DIRECTION –
Swap "mint leaf" for "basil leaf" throughout the lines below, leaving everything else unchanged. Leave the pictures out of your copy.

[Part of a data file]
start

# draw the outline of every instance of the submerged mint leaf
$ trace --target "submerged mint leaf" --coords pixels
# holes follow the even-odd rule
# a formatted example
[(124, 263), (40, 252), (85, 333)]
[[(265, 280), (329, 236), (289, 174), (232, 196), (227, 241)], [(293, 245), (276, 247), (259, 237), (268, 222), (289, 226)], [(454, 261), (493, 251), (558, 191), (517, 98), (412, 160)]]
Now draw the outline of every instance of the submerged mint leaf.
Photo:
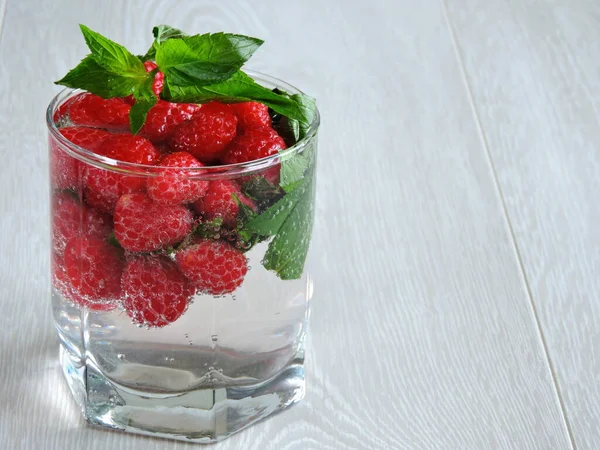
[(265, 253), (265, 269), (275, 271), (282, 280), (298, 279), (304, 272), (313, 228), (313, 203), (313, 184), (308, 182)]
[(129, 111), (129, 125), (131, 132), (137, 134), (146, 121), (148, 111), (158, 102), (156, 95), (152, 91), (151, 78), (134, 91), (133, 98), (135, 99), (135, 103)]
[(227, 33), (207, 33), (168, 39), (156, 48), (156, 64), (178, 86), (204, 86), (226, 80), (263, 43)]
[(80, 25), (80, 28), (85, 43), (100, 66), (124, 77), (144, 79), (147, 76), (142, 61), (121, 44), (90, 30), (85, 25)]

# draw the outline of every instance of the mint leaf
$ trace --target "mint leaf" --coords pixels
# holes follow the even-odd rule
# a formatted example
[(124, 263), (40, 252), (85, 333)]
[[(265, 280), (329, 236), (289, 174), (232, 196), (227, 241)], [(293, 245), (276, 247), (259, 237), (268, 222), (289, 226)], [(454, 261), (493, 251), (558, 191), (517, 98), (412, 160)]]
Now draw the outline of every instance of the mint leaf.
[(155, 26), (154, 28), (152, 28), (152, 35), (154, 36), (154, 39), (156, 39), (156, 42), (158, 42), (159, 44), (161, 42), (166, 41), (167, 39), (174, 39), (187, 36), (187, 34), (185, 34), (183, 31), (178, 30), (177, 28), (174, 28), (170, 25)]
[(96, 62), (107, 71), (124, 77), (144, 79), (146, 69), (140, 59), (125, 47), (80, 25), (85, 43), (90, 48)]
[(148, 111), (158, 102), (152, 90), (152, 78), (140, 85), (133, 93), (135, 103), (129, 111), (129, 125), (131, 132), (137, 134), (144, 125)]
[(142, 56), (142, 61), (149, 61), (154, 59), (156, 56), (156, 47), (168, 39), (177, 39), (183, 36), (187, 36), (183, 31), (173, 28), (169, 25), (158, 25), (152, 28), (152, 34), (154, 35), (154, 42), (148, 49), (146, 54)]
[(309, 186), (269, 244), (263, 259), (267, 270), (282, 280), (302, 276), (313, 227), (313, 185)]
[(229, 78), (262, 43), (226, 33), (168, 39), (155, 45), (156, 64), (174, 85), (204, 86)]
[[(152, 83), (154, 75), (146, 72), (140, 59), (129, 53), (122, 45), (90, 30), (85, 25), (80, 27), (92, 53), (64, 78), (56, 81), (56, 84), (83, 89), (103, 98), (125, 97), (131, 94), (136, 98), (145, 97), (137, 91), (146, 89), (145, 87)], [(145, 118), (145, 113), (139, 114), (145, 107), (143, 104), (138, 105), (133, 117)], [(139, 124), (136, 124), (136, 127), (137, 125)]]
[(138, 80), (107, 71), (92, 55), (86, 56), (77, 67), (55, 84), (83, 89), (103, 98), (125, 97), (133, 94)]
[(246, 182), (242, 187), (242, 193), (254, 200), (259, 211), (264, 211), (277, 200), (279, 200), (285, 192), (279, 186), (274, 186), (267, 181), (265, 177), (255, 176), (250, 181)]
[(315, 102), (303, 95), (281, 95), (256, 83), (242, 71), (235, 72), (230, 78), (207, 86), (181, 86), (165, 77), (163, 91), (165, 100), (183, 103), (206, 103), (218, 100), (225, 103), (257, 101), (290, 119), (298, 120), (300, 130), (310, 127), (315, 116)]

end

FINISHED ANSWER –
# draw the outline of every instance of the submerged basil leaf
$ trace --target "submerged basil leaf" --coords pixels
# holes follow the even-odd rule
# a formatted example
[(124, 263), (40, 252), (85, 333)]
[[(265, 280), (329, 236), (289, 174), (232, 196), (227, 241)], [(293, 245), (276, 247), (259, 237), (268, 222), (289, 226)], [(454, 261), (493, 251), (558, 191), (517, 98), (412, 160)]]
Now draw the outline of every instance of the submerged basil leaf.
Photo:
[(265, 253), (265, 269), (275, 271), (282, 280), (298, 279), (304, 272), (313, 228), (313, 203), (313, 184), (308, 182)]
[(129, 111), (129, 125), (131, 132), (137, 134), (146, 121), (148, 111), (158, 102), (156, 95), (152, 91), (151, 78), (134, 91), (133, 98), (135, 99), (135, 103)]
[(227, 33), (207, 33), (168, 39), (156, 48), (156, 64), (178, 86), (204, 86), (226, 80), (263, 43)]
[(80, 25), (80, 28), (85, 43), (100, 66), (124, 77), (144, 79), (147, 76), (142, 61), (121, 44), (90, 30), (85, 25)]

# draw the outline of every instance of the basil leaf
$ trace --target "basil leaf" --coords pixels
# holes follow the even-odd rule
# a formatted example
[(124, 263), (40, 252), (85, 333)]
[[(265, 280), (329, 236), (289, 174), (232, 196), (227, 241)], [(293, 245), (276, 247), (259, 237), (268, 222), (289, 226)], [(454, 261), (493, 251), (558, 191), (517, 98), (412, 160)]]
Now draw the outline of every instance of the basil leaf.
[(155, 26), (154, 28), (152, 28), (152, 35), (154, 36), (154, 39), (156, 39), (156, 42), (158, 42), (159, 44), (161, 42), (166, 41), (167, 39), (174, 39), (187, 36), (187, 34), (185, 34), (183, 31), (178, 30), (177, 28), (174, 28), (170, 25)]
[(96, 62), (107, 71), (124, 77), (144, 79), (146, 69), (140, 59), (125, 47), (80, 25), (85, 43), (90, 48)]
[(148, 111), (158, 102), (152, 90), (152, 78), (140, 85), (133, 93), (135, 103), (129, 111), (129, 125), (131, 132), (137, 134), (144, 125)]
[(142, 56), (142, 61), (149, 61), (154, 59), (156, 56), (156, 47), (168, 39), (177, 39), (183, 36), (187, 36), (183, 31), (173, 28), (169, 25), (158, 25), (152, 28), (152, 34), (154, 35), (154, 42), (148, 49), (146, 54)]
[(309, 186), (269, 244), (263, 259), (267, 270), (282, 280), (302, 276), (313, 227), (313, 185)]
[(229, 78), (262, 43), (226, 33), (168, 39), (155, 45), (156, 64), (174, 85), (204, 86)]
[[(152, 83), (154, 75), (146, 72), (140, 59), (129, 53), (122, 45), (90, 30), (85, 25), (80, 27), (92, 53), (64, 78), (56, 81), (56, 84), (83, 89), (103, 98), (125, 97), (131, 94), (136, 98), (145, 97), (137, 91), (146, 89), (145, 87)], [(145, 118), (145, 113), (139, 114), (145, 107), (143, 104), (138, 105), (133, 117)], [(139, 124), (136, 124), (136, 127), (137, 125)]]
[(138, 80), (107, 71), (92, 55), (86, 56), (77, 67), (55, 84), (83, 89), (103, 98), (125, 97), (133, 94)]
[(246, 182), (242, 187), (242, 193), (254, 200), (259, 211), (264, 211), (277, 200), (279, 200), (285, 192), (279, 186), (274, 186), (267, 181), (265, 177), (255, 176), (250, 181)]
[(315, 102), (303, 95), (281, 95), (256, 83), (242, 71), (235, 72), (230, 78), (207, 86), (181, 86), (165, 77), (163, 91), (165, 100), (183, 103), (206, 103), (218, 100), (225, 103), (257, 101), (290, 119), (298, 120), (300, 130), (310, 127), (315, 116)]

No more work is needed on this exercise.